----- PROVIDED RECORDS -----

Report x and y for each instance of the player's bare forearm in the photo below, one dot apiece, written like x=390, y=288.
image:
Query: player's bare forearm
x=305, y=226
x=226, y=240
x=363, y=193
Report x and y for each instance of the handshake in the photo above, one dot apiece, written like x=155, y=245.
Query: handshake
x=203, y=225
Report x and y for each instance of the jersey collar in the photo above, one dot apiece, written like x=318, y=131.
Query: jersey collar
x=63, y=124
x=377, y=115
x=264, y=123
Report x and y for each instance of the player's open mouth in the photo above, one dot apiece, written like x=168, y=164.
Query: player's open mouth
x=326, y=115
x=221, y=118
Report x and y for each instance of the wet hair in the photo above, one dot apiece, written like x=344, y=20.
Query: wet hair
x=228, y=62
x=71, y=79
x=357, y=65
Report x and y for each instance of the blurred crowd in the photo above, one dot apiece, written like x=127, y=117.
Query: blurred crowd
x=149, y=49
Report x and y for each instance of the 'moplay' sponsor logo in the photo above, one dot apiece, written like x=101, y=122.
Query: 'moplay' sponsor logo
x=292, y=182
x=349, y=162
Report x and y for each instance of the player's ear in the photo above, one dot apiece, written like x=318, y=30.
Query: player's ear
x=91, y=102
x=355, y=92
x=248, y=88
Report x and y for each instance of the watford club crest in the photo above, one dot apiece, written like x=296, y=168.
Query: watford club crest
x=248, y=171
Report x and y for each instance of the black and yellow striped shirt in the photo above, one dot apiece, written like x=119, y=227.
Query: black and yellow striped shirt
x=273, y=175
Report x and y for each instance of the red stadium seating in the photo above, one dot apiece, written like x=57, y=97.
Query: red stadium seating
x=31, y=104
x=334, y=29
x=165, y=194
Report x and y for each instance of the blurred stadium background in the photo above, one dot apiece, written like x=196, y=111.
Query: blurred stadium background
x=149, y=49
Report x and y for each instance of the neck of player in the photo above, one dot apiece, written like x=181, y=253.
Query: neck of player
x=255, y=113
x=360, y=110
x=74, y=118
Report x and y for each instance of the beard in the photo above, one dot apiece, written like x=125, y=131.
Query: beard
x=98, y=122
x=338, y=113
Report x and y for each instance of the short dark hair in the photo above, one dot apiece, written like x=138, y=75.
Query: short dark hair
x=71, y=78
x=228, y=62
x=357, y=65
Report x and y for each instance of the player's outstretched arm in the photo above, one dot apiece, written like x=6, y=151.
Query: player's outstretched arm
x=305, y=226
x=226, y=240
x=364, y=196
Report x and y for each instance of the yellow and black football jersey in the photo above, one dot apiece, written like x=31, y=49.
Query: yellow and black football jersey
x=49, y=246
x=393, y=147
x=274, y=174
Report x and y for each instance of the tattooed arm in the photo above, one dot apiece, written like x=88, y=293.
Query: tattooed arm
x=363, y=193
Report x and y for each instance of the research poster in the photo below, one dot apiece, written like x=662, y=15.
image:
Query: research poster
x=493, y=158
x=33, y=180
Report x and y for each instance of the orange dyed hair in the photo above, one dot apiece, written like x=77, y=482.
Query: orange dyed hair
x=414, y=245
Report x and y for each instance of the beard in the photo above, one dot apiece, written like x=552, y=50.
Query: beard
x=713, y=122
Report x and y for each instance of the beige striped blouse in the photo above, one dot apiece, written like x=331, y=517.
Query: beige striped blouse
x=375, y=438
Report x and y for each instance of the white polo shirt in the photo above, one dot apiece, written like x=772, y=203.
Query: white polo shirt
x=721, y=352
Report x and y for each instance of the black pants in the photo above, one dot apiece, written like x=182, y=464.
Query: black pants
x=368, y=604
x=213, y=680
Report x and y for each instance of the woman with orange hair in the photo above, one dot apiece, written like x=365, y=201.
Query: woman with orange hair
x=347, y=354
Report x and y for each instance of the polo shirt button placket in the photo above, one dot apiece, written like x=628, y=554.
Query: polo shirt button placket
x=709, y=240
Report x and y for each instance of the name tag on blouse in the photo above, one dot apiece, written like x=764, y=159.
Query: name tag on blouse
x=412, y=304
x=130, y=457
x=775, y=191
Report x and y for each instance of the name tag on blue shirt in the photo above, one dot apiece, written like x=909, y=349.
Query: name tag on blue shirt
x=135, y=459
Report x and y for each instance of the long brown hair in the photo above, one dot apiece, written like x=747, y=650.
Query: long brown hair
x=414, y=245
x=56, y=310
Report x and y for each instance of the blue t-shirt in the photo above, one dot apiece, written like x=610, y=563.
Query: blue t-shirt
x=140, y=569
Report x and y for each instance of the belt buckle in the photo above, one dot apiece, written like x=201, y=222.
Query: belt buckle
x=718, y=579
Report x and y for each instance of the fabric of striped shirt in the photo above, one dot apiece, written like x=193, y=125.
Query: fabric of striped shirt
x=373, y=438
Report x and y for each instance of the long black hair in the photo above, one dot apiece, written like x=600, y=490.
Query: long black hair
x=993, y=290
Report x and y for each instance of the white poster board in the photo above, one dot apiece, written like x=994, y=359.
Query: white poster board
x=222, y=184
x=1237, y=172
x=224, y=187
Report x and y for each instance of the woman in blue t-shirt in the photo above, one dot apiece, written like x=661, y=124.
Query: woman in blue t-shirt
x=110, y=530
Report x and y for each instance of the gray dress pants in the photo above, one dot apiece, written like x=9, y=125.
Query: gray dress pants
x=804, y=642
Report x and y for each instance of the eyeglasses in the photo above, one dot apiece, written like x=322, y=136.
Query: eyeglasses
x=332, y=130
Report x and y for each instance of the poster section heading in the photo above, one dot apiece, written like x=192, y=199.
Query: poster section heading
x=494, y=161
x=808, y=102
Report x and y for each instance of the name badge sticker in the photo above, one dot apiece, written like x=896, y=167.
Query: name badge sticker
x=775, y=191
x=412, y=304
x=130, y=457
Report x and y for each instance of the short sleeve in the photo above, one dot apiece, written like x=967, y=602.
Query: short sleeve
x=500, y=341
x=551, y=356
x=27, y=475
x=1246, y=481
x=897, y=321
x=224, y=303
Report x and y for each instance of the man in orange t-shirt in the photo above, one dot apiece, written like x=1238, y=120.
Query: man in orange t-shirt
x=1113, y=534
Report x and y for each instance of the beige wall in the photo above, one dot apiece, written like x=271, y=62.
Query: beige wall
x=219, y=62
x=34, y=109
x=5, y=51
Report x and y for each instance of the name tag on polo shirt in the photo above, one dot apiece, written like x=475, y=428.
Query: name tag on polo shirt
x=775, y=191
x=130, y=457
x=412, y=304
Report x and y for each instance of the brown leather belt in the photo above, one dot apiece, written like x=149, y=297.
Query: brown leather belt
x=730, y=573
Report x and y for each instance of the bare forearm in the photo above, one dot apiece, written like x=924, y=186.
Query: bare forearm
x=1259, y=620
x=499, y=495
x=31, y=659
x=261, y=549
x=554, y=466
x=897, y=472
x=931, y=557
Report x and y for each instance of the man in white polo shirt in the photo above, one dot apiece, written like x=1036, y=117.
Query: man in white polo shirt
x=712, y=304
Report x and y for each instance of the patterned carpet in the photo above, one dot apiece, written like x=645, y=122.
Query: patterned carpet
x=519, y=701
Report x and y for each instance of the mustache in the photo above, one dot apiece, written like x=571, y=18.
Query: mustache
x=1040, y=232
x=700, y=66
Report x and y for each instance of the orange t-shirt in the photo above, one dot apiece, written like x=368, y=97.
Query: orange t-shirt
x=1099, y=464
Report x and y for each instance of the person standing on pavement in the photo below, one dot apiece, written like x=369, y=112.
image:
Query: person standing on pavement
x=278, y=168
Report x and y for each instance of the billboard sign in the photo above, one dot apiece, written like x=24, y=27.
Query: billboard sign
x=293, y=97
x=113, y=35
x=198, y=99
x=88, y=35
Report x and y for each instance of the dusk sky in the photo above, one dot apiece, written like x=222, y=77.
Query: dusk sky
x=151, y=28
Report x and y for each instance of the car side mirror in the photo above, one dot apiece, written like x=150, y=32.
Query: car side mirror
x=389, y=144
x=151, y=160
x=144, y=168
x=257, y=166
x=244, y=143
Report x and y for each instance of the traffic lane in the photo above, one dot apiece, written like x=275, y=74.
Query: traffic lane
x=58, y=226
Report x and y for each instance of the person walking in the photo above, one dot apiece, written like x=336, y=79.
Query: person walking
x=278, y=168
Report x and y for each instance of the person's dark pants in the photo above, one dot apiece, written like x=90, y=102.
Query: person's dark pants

-----

:: EXERCISE REQUIREMENTS ::
Rewrite the rows starting with the line that contains "Report x and y for each instance of the mustache" and going on through the line that contains "x=244, y=143", substituting "a single point each" for every "one dot apiece" and changing nothing else.

:: FINISHED ANSWER ::
Report x and y for each instance of the mustache in the photo above, a single point each, written like x=571, y=18.
Query: mustache
x=1040, y=232
x=700, y=66
Report x and y for each instance of the orange t-shirt in the photo above, a single point each, written like x=368, y=97.
Query: orange t-shirt
x=1099, y=464
Report x and y for each instance of the person standing on pavement in the photo below, a single point each, written like x=369, y=112.
image:
Query: person standing on pavement
x=278, y=168
Report x and y for each instance of the billboard sign in the photo above, a single point each, written like x=24, y=27.
Query: billboard sign
x=293, y=97
x=113, y=35
x=198, y=99
x=88, y=35
Report x and y for each instance of the dusk sky in the photo above, a single point each, written like x=222, y=77.
Query: dusk sky
x=151, y=28
Report x and y for each instance of the car side mirror in the photo above, a single point each, written like x=150, y=32.
Query: car side mirror
x=389, y=144
x=151, y=160
x=144, y=168
x=257, y=166
x=244, y=143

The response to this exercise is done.